- [INSTRUCTIONS FOR THE TASK]: When the line containing "Target: village weaver" appears in the data below, begin copying there and stop only after the line containing "Target: bird's wing".

Point localization data:
-----

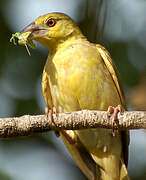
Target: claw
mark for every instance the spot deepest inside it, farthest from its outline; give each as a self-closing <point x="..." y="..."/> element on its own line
<point x="114" y="111"/>
<point x="49" y="113"/>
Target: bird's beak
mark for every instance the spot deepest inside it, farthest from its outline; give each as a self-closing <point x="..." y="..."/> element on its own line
<point x="36" y="31"/>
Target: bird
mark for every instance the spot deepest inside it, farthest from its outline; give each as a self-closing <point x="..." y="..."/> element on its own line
<point x="81" y="75"/>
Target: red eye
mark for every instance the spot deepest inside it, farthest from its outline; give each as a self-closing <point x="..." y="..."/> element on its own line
<point x="51" y="22"/>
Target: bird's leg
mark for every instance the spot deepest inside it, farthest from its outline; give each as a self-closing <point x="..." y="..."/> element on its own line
<point x="49" y="113"/>
<point x="70" y="137"/>
<point x="113" y="111"/>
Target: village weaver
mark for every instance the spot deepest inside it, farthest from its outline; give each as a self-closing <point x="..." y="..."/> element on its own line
<point x="80" y="75"/>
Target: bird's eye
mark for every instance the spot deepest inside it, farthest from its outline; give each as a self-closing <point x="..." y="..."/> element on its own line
<point x="51" y="22"/>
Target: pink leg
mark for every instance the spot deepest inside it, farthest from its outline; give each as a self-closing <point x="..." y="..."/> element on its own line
<point x="114" y="111"/>
<point x="49" y="113"/>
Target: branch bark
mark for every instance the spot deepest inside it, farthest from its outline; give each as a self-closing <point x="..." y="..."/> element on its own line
<point x="85" y="119"/>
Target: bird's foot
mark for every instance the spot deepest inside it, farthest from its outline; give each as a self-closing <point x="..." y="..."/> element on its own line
<point x="49" y="113"/>
<point x="113" y="111"/>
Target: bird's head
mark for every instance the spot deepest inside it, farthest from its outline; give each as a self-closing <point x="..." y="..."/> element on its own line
<point x="52" y="28"/>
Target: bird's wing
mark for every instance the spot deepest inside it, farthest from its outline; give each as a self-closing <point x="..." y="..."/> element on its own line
<point x="79" y="153"/>
<point x="46" y="90"/>
<point x="112" y="70"/>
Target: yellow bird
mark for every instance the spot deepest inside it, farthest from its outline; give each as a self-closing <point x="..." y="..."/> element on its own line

-----

- [EXERCISE RESULT]:
Target: village weaver
mark for every instance the spot deepest inside it, farthest from its outline; give each as a self-closing <point x="..." y="..."/> element on its own line
<point x="80" y="75"/>
Target: bird's eye
mark for every instance the spot deepest inside it, farthest from its outline; give each as a self-closing <point x="..." y="..."/> element on its own line
<point x="51" y="22"/>
Target: pink leg
mark for every instance the spot deepest inside it, farthest from its outline; give each as a self-closing <point x="..." y="..."/> element on its own line
<point x="114" y="111"/>
<point x="49" y="113"/>
Target: branch bark
mark for every instance the spot deepest inside it, farthest from its outline; give each as a self-closing <point x="..." y="..."/> element on its own line
<point x="85" y="119"/>
Target: bird's foot
mark for every instance the spot deepest inside it, farthest from its outline; give each as a self-closing <point x="..." y="..."/> element on its own line
<point x="49" y="113"/>
<point x="113" y="111"/>
Target: bird's head
mark for every instance the spot deepest inside it, farthest from its outline; give each as a self-closing <point x="..." y="..."/> element on its own line
<point x="52" y="28"/>
Target: bird's wing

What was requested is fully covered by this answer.